- _Tasks to perform_:
1. List the organizations named beneath the headline of the text about the Springvale coal mine expansion, before its first paragraph.
2. Pick up the text about the Springvale coal mine expansion after its final sentence and write the next part.

Protecting Wilderness and National Parks

Mine expansion would pump 35 tonnes of salt into Sydney’s drinking water every day

Lithgow Environment Group
Colong Foundation for Wilderness
Blue Mountains Conservation Society
Nature Conservation Council of NSW

Scientists and conservationist are calling on the Planning Assessment Commission (PAC) to reject the expansion of a longwall coal mine near Lithgow because it would pump millions of litres of salty water into Sydney’s water supply and drain endangered swamps.

The PAC will conduct public hearings tomorrow (Wednesday, May 27) into Centennial Coal’s proposed expansion of its Springvale longwall, which water quality expert Dr Ian Wright says would increase water salinity in Sydney’s main water storages by 6 per cent.

The project would also significantly damage numerous nationally endangered swamps on the Newnes Plateau, according to sandstone geology specialist Dr Ann Young.

Dr Young said: “My major concern is the hanging swamps will suffer severe impact from mine subsidence. The environmental assessment does not consider these swamps in any detail. Also, the shrub swamps we know will be drained. So both these kinds of nationally endangered swamps will suffer major damage.”

University of Western Sydney lecturer Dr Ian Wright said: “Springvale coal mine produces and releases large volumes of poorly treated waste water contaminated by salt, metals and nutrients. It is a major source of water pollution and stress to aquatic ecosystems in the Upper Coxs River, much
to the frustration of the Environment Protection Authority. Springvale’s own modelling indicates an expansion of the coal mine could increase salinity in Sydney’s main water reservoir, Lake Burragorang and Warragamba Dam, by up to 6 per cent.”

- _Items_:
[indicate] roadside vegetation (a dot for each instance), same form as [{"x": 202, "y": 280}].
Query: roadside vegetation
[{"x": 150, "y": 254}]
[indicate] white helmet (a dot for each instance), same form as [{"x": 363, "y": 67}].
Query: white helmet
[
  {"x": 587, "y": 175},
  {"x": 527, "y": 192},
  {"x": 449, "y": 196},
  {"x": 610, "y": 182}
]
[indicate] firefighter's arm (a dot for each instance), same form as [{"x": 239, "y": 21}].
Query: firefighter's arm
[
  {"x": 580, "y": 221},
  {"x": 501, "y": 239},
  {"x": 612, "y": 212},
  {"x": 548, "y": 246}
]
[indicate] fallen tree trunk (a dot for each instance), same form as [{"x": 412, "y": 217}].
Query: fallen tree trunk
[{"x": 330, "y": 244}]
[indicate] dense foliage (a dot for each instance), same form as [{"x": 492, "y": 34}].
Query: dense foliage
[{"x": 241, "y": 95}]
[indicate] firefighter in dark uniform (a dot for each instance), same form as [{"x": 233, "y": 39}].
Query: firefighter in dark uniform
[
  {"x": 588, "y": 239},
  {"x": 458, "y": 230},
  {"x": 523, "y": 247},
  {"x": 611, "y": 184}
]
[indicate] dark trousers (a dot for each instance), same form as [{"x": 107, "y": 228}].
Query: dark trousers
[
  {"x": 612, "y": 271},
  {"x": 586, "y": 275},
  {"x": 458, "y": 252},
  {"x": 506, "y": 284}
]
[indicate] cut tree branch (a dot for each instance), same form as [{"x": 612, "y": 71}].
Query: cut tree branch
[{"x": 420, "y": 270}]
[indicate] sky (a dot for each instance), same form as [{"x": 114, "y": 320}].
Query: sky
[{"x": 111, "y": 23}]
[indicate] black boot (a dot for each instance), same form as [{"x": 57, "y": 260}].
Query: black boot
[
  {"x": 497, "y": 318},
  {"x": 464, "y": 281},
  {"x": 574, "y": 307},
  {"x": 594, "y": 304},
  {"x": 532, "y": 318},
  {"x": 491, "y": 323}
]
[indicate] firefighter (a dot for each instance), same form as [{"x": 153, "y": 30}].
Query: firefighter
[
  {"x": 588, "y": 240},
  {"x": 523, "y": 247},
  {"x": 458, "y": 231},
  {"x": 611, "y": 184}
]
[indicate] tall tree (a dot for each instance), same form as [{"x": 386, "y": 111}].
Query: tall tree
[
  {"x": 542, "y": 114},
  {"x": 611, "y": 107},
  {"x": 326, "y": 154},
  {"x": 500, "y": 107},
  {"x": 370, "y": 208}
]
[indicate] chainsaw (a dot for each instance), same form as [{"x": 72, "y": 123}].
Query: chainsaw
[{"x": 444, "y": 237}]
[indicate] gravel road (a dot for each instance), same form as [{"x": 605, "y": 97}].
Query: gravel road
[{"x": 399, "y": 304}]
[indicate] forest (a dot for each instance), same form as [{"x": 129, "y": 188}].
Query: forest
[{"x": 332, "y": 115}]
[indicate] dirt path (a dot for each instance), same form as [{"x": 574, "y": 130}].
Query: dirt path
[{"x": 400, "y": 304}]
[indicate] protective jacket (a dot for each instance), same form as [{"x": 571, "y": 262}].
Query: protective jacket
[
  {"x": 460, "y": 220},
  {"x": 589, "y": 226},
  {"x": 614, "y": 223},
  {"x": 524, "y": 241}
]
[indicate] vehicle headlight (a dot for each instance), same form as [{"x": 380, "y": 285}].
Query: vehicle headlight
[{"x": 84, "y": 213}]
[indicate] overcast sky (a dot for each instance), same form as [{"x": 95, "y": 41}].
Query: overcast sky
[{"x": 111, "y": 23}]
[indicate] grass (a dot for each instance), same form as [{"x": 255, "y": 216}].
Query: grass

- _Responses_:
1.
Lithgow Environment Group
Colong Foundation for Wilderness
Blue Mountains Conservation Society
Nature Conservation Council of NSW

2.
Colong Foundation for Wilderness director Keith Muir said: “The Coxs River needs to be cleaned up and not degraded. Springvale’s proposal to dump 20 to 35 tonnes of salt in the Coxs River each day will have a devastating effect on this river downstream within Greater Blue Mountains World Heritage Area.”

Lithgow Environment Group Vice President Chris Jonkers said: “LEG believes it is entirely feasible and in the state and national interest to modify the proposed mine plan to retain the coal underneath Newnes State Forest to protect these nationally endangered swamps and associated
groundwater-dependant ecosystems.”

Blue Mountains Conservation Society Senior Vice President Tara Cameron said: “The Springvale projects should be rejected because they do not protect nationally endangered swamps or pristine Carne Creek from mining damage.”

Nature Conservation Council Campaigns Director Daisy Barham said: “The proposal poses a significant risk to the health of the Coxs River and ignores the objections of the Environment Protection Authority. Sydneysiders would be horrified if they knew that tonnes of saline mine water were being discharged into the city’s water supply each day. The company not only refuses to reduce the pollution, it is demanding to substantially increase discharges under this new proposal.”

When: 9.15 am Wednesday, 27 May 2015
Where: The Lithgow Workman’s Club, 3-7 Tank Street, Lithgow


  • Springvale mine is an underground coal mine 15km northwest of Lithgow that supplies thermal coal to Mt Piper Power Station.
  • Approval for a mine producing 4.5 million tonnes a year was granted in 1992. It began operating in 1995.
  • The current consent expires in September 2015. The new application would permit the company to continue to extract 4.5 million tonnes a year for another 13 years.
  • The PAC is currently reviewing a Planning Department’s recommendation that the project be approved.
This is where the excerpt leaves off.